EXERCICES À FAIRE:
1. Selon l'extrait sur le bambou, combien de projets compte à peu près la production de Simón Vélez ?
2. Pourriez-vous écrire la suite de l'extrait sur le bambou, à partir de sa dernière phrase ?

EXTRAIT:
##########

À l’heure où les ressources planétaires s’épuisent, le regain d’intérêt pour les matériaux naturels n’a jamais été aussi fort. On redécouvre la pierre ou la terre, tandis que le succès du bois ne faiblit pas. Si construire en bambou peut paraître saugrenu en France, rien ne semble plus évident en Colombie, où il est disponible en abondance et utilisé depuis fort longtemps. Et pourtant… Né en 1949 à Manizales, l’architecte Simón Vélez s’est forgé une réputation internationale en faisant la promotion du bambou Guadua, espèce endémique des vallées colombiennes devenue son matériau de prédilection.
« En Colombie, le bambou est honni car il est synonyme de pauvreté, déplore-t-il. Même les personnes les plus défavorisées le détestent. Quand ils l’utilisent pour la construction, c’est parce qu’ils n’ont pas le choix ; dès qu’ils ont un peu d’argent, ils se tournent vers le béton. Le monde académique considère également le bambou comme un matériau pauvre pour un pays pauvre. » Pour autant, celui-ci offre des qualités mécaniques insoupçonnées, difficiles à imaginer lorsqu’on observe sa souplesse. Il y a trente-cinq ans, Simón Vélez a inventé une technique de construction consistant à remplir les intersections structurelles du bambou avec du mortier-ciment, le transformant en véritable « acier végétal ».
« C’est un matériau extraordinairement high-tech provenant de la nature. S’il est correctement utilisé, il est même plus solide que de l’acier ! » précise-t-il. Depuis, le Colombien construit un peu partout, démontrant l’évidence aux plus sceptiques. Parmi ses réalisations figurent le pavillon ZERI de l’Exposition universelle de Hanovre (2000), le pont piétonnier Jenny-Garzón à Bogota (2003), un éco-lodge à Guangzhou (2005) et un prototype d’habitat social (2014). Quelques références d’une production prolifique d’environ 300 projets qui tutoient toutes les échelles.

##########

ENTRÉES DU CORPUS:

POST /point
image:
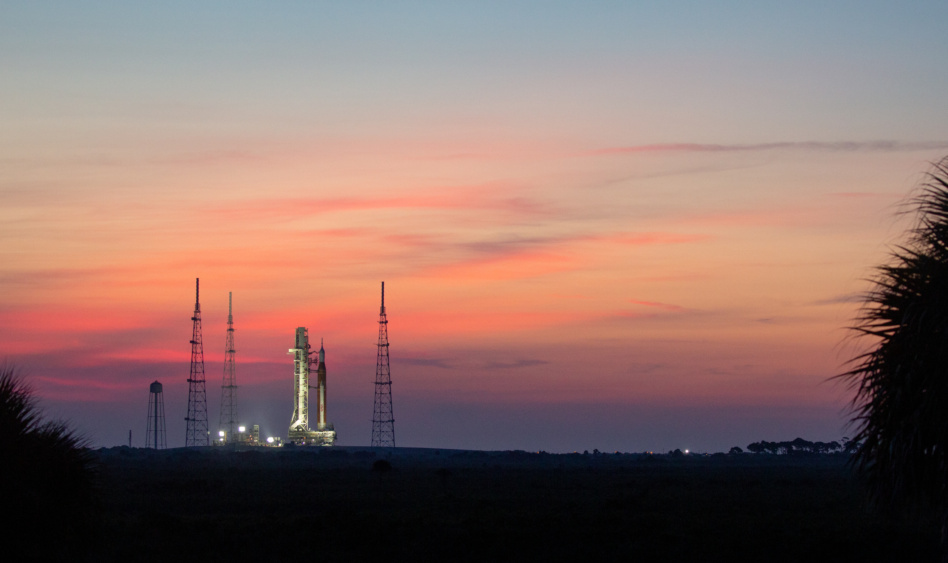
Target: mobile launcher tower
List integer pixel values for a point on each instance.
(303, 360)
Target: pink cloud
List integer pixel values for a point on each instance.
(665, 306)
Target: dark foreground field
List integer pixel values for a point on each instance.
(329, 505)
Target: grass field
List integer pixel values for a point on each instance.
(443, 505)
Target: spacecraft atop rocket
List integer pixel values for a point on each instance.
(303, 360)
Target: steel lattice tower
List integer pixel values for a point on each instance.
(155, 431)
(229, 386)
(198, 434)
(383, 420)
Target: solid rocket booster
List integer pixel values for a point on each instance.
(321, 389)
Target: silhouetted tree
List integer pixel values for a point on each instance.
(900, 409)
(46, 481)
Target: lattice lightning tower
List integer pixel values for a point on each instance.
(383, 420)
(229, 386)
(198, 434)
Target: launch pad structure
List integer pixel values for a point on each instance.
(303, 360)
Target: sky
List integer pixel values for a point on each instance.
(624, 226)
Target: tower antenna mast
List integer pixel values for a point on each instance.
(228, 421)
(383, 420)
(197, 392)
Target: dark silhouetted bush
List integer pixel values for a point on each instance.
(901, 405)
(46, 480)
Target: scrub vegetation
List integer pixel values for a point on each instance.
(339, 504)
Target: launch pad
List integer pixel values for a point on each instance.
(300, 432)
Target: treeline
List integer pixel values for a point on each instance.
(801, 446)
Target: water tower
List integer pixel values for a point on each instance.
(155, 434)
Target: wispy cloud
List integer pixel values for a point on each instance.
(427, 362)
(665, 306)
(840, 146)
(521, 363)
(844, 298)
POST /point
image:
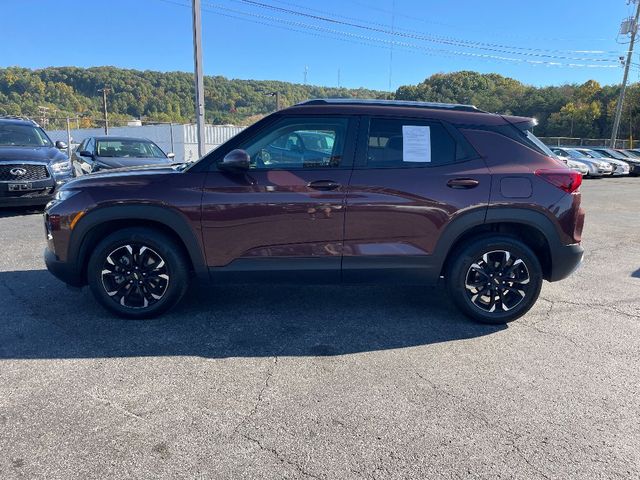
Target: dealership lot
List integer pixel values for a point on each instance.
(326, 382)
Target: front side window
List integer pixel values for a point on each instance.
(299, 143)
(14, 135)
(406, 143)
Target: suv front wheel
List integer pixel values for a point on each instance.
(494, 279)
(138, 273)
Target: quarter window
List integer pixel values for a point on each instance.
(407, 143)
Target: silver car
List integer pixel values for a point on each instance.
(620, 166)
(597, 167)
(577, 166)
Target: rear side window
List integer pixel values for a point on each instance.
(410, 143)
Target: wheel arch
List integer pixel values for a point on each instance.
(95, 225)
(531, 227)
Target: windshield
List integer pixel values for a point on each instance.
(573, 153)
(529, 134)
(129, 149)
(23, 136)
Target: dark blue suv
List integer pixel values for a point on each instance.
(31, 165)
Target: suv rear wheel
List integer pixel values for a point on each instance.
(494, 279)
(138, 273)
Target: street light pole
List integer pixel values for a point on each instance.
(616, 123)
(199, 80)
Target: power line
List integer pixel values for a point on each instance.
(407, 44)
(429, 38)
(374, 41)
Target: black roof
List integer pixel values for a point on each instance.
(392, 103)
(119, 138)
(17, 120)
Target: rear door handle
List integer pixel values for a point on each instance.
(324, 185)
(462, 183)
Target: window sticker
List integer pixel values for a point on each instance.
(416, 144)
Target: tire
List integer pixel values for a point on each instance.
(475, 278)
(143, 255)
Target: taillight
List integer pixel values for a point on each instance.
(564, 179)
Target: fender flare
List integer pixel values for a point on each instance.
(493, 215)
(166, 216)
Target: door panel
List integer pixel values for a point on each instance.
(285, 212)
(273, 214)
(396, 213)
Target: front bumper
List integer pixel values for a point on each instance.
(40, 192)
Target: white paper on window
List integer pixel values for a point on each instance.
(416, 143)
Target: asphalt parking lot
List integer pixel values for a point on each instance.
(326, 382)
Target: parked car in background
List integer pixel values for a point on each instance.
(104, 153)
(597, 168)
(432, 191)
(634, 162)
(577, 166)
(31, 165)
(619, 161)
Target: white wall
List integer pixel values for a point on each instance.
(179, 139)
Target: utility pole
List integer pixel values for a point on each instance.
(634, 31)
(104, 92)
(274, 94)
(69, 138)
(44, 112)
(199, 79)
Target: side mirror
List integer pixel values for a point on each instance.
(235, 160)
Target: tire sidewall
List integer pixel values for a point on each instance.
(159, 242)
(473, 250)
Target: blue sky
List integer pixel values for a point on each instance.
(244, 40)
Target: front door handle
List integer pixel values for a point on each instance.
(463, 183)
(324, 185)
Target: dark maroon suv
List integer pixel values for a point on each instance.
(332, 191)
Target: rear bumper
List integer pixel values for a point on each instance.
(65, 271)
(565, 260)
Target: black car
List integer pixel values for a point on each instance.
(31, 166)
(104, 153)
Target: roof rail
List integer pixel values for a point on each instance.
(17, 117)
(392, 103)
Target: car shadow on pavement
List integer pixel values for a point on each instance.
(41, 318)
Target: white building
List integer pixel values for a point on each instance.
(179, 139)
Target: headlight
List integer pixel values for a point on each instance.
(64, 194)
(61, 168)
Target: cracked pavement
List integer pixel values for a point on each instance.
(275, 382)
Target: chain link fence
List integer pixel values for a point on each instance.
(587, 142)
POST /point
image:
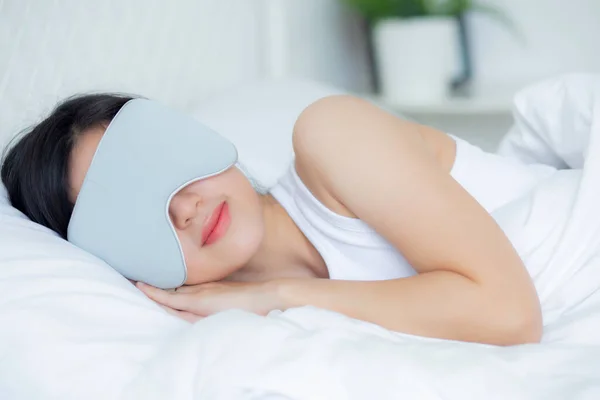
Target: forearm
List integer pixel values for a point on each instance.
(437, 304)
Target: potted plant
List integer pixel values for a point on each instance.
(419, 46)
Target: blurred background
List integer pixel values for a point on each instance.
(454, 64)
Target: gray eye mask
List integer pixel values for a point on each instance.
(147, 154)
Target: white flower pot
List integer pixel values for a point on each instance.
(416, 58)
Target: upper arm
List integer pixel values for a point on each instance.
(385, 172)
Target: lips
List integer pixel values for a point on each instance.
(216, 225)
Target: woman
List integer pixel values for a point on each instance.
(379, 218)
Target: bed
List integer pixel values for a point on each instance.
(72, 328)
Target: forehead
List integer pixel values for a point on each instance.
(81, 158)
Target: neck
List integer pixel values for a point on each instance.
(284, 252)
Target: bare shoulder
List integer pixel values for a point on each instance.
(326, 138)
(313, 146)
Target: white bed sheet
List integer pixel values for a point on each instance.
(72, 328)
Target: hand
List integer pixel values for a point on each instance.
(195, 302)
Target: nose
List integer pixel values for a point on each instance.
(183, 209)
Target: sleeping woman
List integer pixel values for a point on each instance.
(378, 218)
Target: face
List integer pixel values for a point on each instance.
(218, 220)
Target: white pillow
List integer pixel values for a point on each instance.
(73, 328)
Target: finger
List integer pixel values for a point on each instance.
(186, 315)
(178, 301)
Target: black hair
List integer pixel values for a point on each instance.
(35, 169)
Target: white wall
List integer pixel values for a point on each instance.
(559, 36)
(177, 52)
(319, 40)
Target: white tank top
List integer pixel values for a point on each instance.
(352, 250)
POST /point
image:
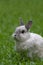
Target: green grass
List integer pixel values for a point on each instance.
(10, 11)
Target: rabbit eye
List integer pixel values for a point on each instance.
(23, 31)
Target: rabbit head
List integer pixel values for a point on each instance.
(21, 33)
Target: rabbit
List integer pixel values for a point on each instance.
(28, 41)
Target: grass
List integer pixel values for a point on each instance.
(10, 11)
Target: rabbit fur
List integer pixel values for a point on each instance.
(26, 40)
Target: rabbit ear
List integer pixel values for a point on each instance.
(28, 25)
(21, 21)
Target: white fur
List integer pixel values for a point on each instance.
(29, 41)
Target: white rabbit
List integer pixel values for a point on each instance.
(26, 40)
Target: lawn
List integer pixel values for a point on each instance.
(10, 11)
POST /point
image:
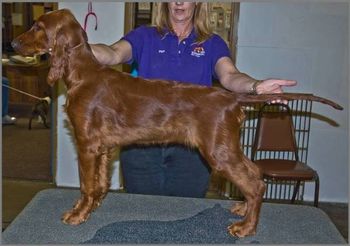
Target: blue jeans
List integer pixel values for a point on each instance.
(174, 170)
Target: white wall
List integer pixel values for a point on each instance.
(110, 17)
(307, 42)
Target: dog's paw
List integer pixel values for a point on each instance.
(72, 217)
(241, 229)
(239, 208)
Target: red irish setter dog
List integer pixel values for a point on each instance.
(107, 109)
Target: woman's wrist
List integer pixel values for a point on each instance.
(253, 88)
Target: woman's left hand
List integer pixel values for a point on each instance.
(271, 86)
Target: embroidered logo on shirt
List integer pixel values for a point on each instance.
(198, 51)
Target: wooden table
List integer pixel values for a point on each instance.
(30, 78)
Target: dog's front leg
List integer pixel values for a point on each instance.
(84, 206)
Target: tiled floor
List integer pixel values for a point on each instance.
(17, 193)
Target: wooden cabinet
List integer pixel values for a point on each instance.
(28, 78)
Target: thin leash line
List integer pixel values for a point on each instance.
(23, 92)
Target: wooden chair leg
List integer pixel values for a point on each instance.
(295, 192)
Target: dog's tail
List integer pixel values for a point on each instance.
(249, 98)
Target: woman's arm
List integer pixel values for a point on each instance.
(119, 52)
(233, 80)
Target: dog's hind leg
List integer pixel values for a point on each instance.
(222, 150)
(102, 179)
(87, 171)
(245, 176)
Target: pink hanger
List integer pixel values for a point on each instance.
(90, 12)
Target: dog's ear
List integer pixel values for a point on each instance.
(58, 58)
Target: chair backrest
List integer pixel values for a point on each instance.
(275, 131)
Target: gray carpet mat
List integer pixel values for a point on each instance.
(127, 218)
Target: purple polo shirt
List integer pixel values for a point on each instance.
(163, 57)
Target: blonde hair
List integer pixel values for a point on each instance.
(200, 20)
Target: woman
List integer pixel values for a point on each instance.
(180, 47)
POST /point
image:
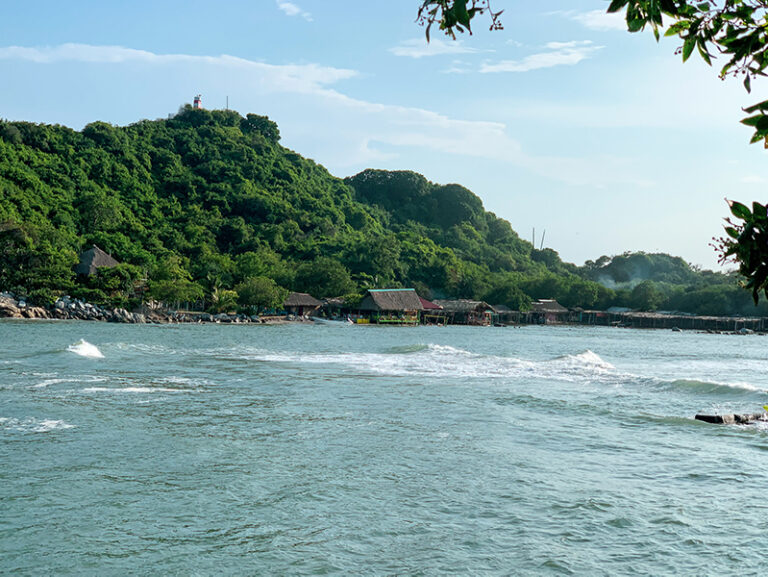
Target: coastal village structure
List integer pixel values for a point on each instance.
(392, 306)
(301, 304)
(93, 259)
(466, 312)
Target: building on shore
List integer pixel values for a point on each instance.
(547, 312)
(432, 313)
(301, 304)
(392, 306)
(467, 312)
(93, 259)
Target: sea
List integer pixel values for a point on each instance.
(359, 450)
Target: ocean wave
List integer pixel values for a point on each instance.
(703, 387)
(131, 390)
(54, 380)
(85, 349)
(441, 361)
(30, 425)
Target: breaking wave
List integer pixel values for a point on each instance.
(85, 349)
(31, 425)
(442, 361)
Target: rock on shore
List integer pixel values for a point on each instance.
(66, 308)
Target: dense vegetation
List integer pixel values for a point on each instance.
(208, 208)
(736, 31)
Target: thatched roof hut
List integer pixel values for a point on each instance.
(466, 312)
(429, 305)
(463, 306)
(549, 306)
(396, 300)
(93, 259)
(301, 303)
(301, 300)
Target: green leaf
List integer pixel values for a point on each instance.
(617, 5)
(635, 25)
(460, 10)
(739, 210)
(688, 46)
(703, 52)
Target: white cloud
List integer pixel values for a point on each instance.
(558, 54)
(307, 106)
(599, 20)
(419, 48)
(292, 9)
(293, 77)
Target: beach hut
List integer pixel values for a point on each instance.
(505, 315)
(93, 259)
(301, 304)
(392, 306)
(467, 312)
(547, 311)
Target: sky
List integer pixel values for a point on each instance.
(561, 122)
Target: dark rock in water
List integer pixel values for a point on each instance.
(732, 419)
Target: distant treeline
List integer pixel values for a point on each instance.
(207, 207)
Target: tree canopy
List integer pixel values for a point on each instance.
(735, 31)
(207, 209)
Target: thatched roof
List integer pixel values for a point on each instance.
(92, 259)
(429, 305)
(547, 306)
(391, 300)
(301, 300)
(464, 306)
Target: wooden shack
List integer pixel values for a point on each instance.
(301, 304)
(392, 306)
(467, 312)
(93, 259)
(547, 311)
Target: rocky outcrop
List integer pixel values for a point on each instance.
(66, 308)
(732, 419)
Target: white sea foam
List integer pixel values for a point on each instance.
(131, 390)
(31, 425)
(85, 349)
(444, 361)
(74, 379)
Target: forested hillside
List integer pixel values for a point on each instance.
(208, 207)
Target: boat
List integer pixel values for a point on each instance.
(340, 322)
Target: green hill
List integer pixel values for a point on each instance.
(208, 207)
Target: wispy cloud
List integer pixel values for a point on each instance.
(304, 77)
(599, 20)
(557, 54)
(419, 48)
(292, 9)
(752, 179)
(365, 132)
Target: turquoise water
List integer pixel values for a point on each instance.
(308, 450)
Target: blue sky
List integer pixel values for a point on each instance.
(561, 122)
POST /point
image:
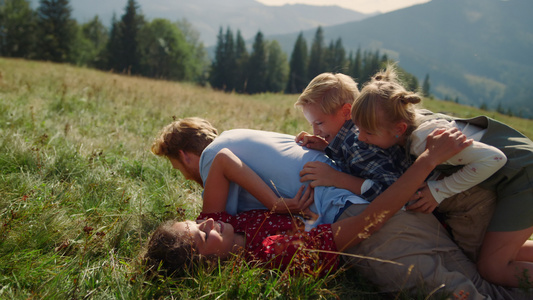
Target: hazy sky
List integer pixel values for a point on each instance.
(363, 6)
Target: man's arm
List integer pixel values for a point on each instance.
(441, 146)
(227, 167)
(322, 174)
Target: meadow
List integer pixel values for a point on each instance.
(80, 191)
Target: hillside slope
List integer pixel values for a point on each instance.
(475, 50)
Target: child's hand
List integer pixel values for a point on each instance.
(422, 201)
(442, 144)
(297, 205)
(319, 173)
(315, 142)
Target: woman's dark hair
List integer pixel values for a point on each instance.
(170, 251)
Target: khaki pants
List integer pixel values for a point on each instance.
(468, 214)
(427, 259)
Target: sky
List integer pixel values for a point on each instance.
(362, 6)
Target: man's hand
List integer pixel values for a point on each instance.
(319, 173)
(314, 142)
(422, 201)
(442, 144)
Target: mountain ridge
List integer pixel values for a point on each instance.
(476, 51)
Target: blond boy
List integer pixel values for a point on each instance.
(366, 170)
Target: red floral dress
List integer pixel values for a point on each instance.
(278, 240)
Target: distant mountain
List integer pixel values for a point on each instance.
(478, 51)
(207, 16)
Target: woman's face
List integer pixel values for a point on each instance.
(210, 237)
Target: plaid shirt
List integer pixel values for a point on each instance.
(382, 166)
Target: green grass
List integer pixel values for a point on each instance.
(80, 191)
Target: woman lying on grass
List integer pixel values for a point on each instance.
(276, 240)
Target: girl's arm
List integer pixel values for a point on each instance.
(227, 167)
(441, 146)
(479, 162)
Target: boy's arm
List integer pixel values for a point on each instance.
(226, 168)
(441, 146)
(322, 174)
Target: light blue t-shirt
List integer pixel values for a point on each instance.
(278, 160)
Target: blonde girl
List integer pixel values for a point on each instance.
(500, 160)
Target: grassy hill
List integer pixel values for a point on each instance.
(80, 191)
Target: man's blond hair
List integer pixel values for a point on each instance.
(189, 134)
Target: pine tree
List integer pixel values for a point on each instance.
(298, 79)
(56, 30)
(277, 68)
(17, 29)
(242, 57)
(316, 57)
(200, 60)
(113, 48)
(96, 36)
(338, 57)
(129, 27)
(216, 76)
(164, 51)
(357, 69)
(426, 87)
(257, 66)
(230, 61)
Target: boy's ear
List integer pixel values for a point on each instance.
(184, 156)
(347, 111)
(400, 128)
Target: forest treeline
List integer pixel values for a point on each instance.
(172, 50)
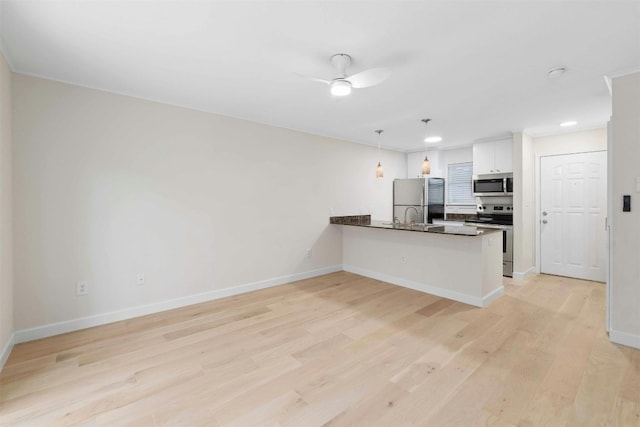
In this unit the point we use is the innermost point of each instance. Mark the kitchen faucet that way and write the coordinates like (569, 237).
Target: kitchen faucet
(407, 210)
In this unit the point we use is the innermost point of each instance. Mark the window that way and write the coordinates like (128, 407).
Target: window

##########

LES RÉPONSES:
1. Environ 300 projets.

2.
Simón Vélez n’a pas choisi sa destinée par hasard. « Mon père était architecte, tout comme mon grand-père. Je suis ainsi la troisième génération et j’ai un fils qui a également choisi d’exercer ce métier », raconte-t-il. Une histoire de famille qui ne semble pas près de s’arrêter, même si lui y voit davantage une passion commune. Lors de ses études à Bogota, il s’est forgé une posture critique face à un enseignement bien plus axé sur le style international que sur la culture locale. Un rejet qui a posé les fondations de sa pratique, solidement ancrées dans son pays natal. Lors de la Biennale d’architecture de Venise de 2016, il répond à l’invitation d’Alejandro Aravena, l’occasion d’offrir une résonnance internationale à son travail. Il pourrait être tentant d’esquisser le portrait d’un écologiste convaincu, mais ce serait faire fausse route. Loin d’être un militant vert, il pense néanmoins que sa discipline doit intégrer davantage le végétal. « L’architecture actuelle suit un régime exagéré et malsain, elle est totalement carnivore. L’état de la nature exige que nous revenions à un régime plus équilibré, plus végétarien. Néanmoins, je ne suis pas un écologiste fanatique. Si j’utilise les matériaux naturels, ce n’est pas pour sauver la planète, qui n’en a rien à faire, de l’humanité – plus vite nous la quitterons, mieux elle se portera –, mais parce que je les aime profondément ! » revendique l’architecte, fidèle à son image irrévérencieuse.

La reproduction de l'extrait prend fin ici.